* **AIM**
Here are some records; return them all exactly.

* **EXERCISE INPUTS**
+ + + + +
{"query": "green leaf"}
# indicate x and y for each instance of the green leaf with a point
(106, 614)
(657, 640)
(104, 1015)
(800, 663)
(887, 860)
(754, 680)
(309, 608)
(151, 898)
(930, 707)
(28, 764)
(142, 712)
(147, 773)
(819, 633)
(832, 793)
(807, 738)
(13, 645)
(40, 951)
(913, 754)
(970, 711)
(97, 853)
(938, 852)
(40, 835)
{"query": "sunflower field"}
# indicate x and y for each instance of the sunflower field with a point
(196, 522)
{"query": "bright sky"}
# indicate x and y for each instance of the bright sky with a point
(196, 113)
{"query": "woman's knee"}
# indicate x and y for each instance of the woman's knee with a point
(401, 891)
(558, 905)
+ + + + +
* **WRITTEN SOLUTION**
{"query": "green leaf"}
# indicate x and y for each instance of the green leaf with a point
(106, 614)
(657, 640)
(104, 1015)
(800, 663)
(887, 860)
(754, 680)
(309, 608)
(151, 898)
(930, 707)
(28, 764)
(142, 712)
(147, 773)
(819, 633)
(832, 793)
(807, 738)
(13, 645)
(40, 951)
(913, 754)
(970, 711)
(97, 853)
(938, 852)
(40, 835)
{"query": "sunflower field"}
# indicate x and y for each instance of the sunflower field with a point
(196, 522)
{"query": "bright sky"}
# indicate x and y for each instance of the bright sky with a point
(196, 113)
{"query": "woman's knee"}
# indicate x and y for each instance of the woman's knee with a point
(401, 891)
(558, 905)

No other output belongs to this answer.